**PROBLEM SET**
(a) In the extract below, shorten the paragraph that begins "The above definitions are unanimous" into a bulleted list that keeps its main facts.
(b) Put this sentence from the extract below into Spanish: "Alternatives need not always be mutually exclusive."

**EXTRACT**
______________________________
34. Again, discussing the same word, the Supreme Court of India in Natarajan K.R. vs Personnel Manager, Syndicate Bank, Industrial Relation Division[37]stated:-“In ordinary use the word 'or' is a disjunctive that makes an alternative which generally correspondents to the word 'either'. In face of this meaning, however, the word 'or' and the word 'and' are often used interchangeably. As a result of this common and careless use of the two words in legislation, there are occasions when the Court, through construction, may change one to the other. This cannot be done if the statute's meaning is clear, or if, the alteration operates to change the meaning of the law........"

35. Also, the Supreme Court of India in J. Jayalalitha vs Union of India[38] held that the term "or" which is a conjunction, is normally used for the purpose of joining alternatives and also to join rephrasing of the same thing but at times to mean "and" also. It stated:-“The dictionary meaning of the word `or' is: "a particle used to connect words, phrases, or classes representing alternatives". The word `or', which is a conjunction, is normally used for the purpose of joining alternatives and also to join rephrasing of the same thing but at times to mean `and' also. Alternatives need not always be mutually exclusive. Moreover, the word "or' does not stand in isolation and, therefore, it will not be proper to ascribe to it the meaning which is not consistent with the context.... It is a matter of common knowledge that the word `or' is at times used to join terms when either one or the other or both are indicated…. In our opinion, the word `or' as used… would mean that the … the power to do either or both the things…"

36. The same principle is enunciated in Crawford on Statutory Construction[39] where it is stated at page 322 that :-“In ordinary use the word 'or' is a disjunctive that marks an alternative which generally corresponds to the word 'either.' In face of this meaning however, the word 'or' and the word 'and' are often used interchangeably…"

37. The above definitions are unanimous that the word ''or'' is used to introduce another possibility or alternative, that is either or. It can also be used in interchangeably with the word "and." The above dictionary definitions and judicial construction leave us persuaded beyond doubt that the use of the word “or” in Section 23 (2), used after the word "removal," introduces another possibility. The first possibility is a removal. The second possibility is " a process leading to the removal, of a judge. In our view, the declaration by the Board that a Magistrate is unsuitable to continue serving is a removal which falls under the first possibility in the challenged provision.
______________________________
**PROVIDED MATERIAL**
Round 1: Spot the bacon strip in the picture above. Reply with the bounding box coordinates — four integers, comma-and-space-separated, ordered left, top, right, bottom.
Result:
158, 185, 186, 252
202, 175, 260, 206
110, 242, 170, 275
______________________________
**WORKED SOLUTIONS**
(a)
- The definitions agree that "or" introduces another possibility or alternative ("either or"). It can also be used interchangeably with "and."
- So "or" in Section 23 (2), placed after the word "removal," introduces another possibility.
- The first possibility is a removal. The second is a process leading to the removal of a judge.
- The Board's declaration that a Magistrate is unsuitable to continue serving is a removal, which falls under the first possibility.

(b) Las alternativas no siempre tienen que ser mutuamente excluyentes.